• [What you are asked to do] Which lines have the string "positive"? Copy all of them from the entries below.

--- Recorded information ---

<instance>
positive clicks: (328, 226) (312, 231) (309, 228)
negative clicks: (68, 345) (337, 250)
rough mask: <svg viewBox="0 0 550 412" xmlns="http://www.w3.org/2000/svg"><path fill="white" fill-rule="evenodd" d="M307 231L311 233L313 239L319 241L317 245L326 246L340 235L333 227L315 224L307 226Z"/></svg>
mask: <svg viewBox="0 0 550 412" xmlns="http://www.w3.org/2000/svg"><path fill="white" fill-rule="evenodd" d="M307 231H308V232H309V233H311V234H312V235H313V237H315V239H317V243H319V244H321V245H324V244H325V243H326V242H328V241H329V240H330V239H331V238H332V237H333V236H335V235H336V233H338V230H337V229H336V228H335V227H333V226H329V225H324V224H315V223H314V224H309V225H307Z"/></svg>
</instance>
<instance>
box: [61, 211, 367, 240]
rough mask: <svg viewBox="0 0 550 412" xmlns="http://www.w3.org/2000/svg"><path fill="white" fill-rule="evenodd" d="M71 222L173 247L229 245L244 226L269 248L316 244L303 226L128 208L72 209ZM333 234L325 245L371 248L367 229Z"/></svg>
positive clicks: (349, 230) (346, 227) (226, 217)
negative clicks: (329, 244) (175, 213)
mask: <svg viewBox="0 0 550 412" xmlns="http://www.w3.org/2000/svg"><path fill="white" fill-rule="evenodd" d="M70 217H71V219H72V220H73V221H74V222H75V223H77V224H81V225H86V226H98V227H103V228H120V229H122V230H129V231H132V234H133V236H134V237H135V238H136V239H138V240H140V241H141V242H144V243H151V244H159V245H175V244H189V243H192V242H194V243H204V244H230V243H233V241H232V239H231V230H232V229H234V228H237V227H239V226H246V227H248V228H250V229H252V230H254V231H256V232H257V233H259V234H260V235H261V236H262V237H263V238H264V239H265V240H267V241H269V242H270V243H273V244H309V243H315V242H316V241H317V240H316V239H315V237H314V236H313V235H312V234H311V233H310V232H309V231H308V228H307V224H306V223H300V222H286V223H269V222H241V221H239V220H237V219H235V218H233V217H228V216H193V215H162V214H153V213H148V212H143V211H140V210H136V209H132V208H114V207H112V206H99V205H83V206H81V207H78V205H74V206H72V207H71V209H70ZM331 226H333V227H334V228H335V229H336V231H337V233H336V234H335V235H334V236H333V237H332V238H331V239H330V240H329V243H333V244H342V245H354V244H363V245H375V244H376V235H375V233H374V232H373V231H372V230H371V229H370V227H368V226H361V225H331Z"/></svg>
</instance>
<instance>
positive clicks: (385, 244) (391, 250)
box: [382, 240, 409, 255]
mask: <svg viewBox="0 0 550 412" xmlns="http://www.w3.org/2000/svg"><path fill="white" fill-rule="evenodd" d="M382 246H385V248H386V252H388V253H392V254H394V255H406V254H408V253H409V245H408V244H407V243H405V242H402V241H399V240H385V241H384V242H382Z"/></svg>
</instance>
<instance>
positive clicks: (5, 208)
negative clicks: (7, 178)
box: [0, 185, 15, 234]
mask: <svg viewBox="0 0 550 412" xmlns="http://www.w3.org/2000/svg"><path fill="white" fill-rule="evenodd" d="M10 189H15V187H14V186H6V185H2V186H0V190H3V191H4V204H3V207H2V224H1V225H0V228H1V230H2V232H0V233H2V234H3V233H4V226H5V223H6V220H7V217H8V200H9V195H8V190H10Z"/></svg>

---

• [Your response]
positive clicks: (328, 226) (312, 231) (309, 228)
positive clicks: (349, 230) (346, 227) (226, 217)
positive clicks: (385, 244) (391, 250)
positive clicks: (5, 208)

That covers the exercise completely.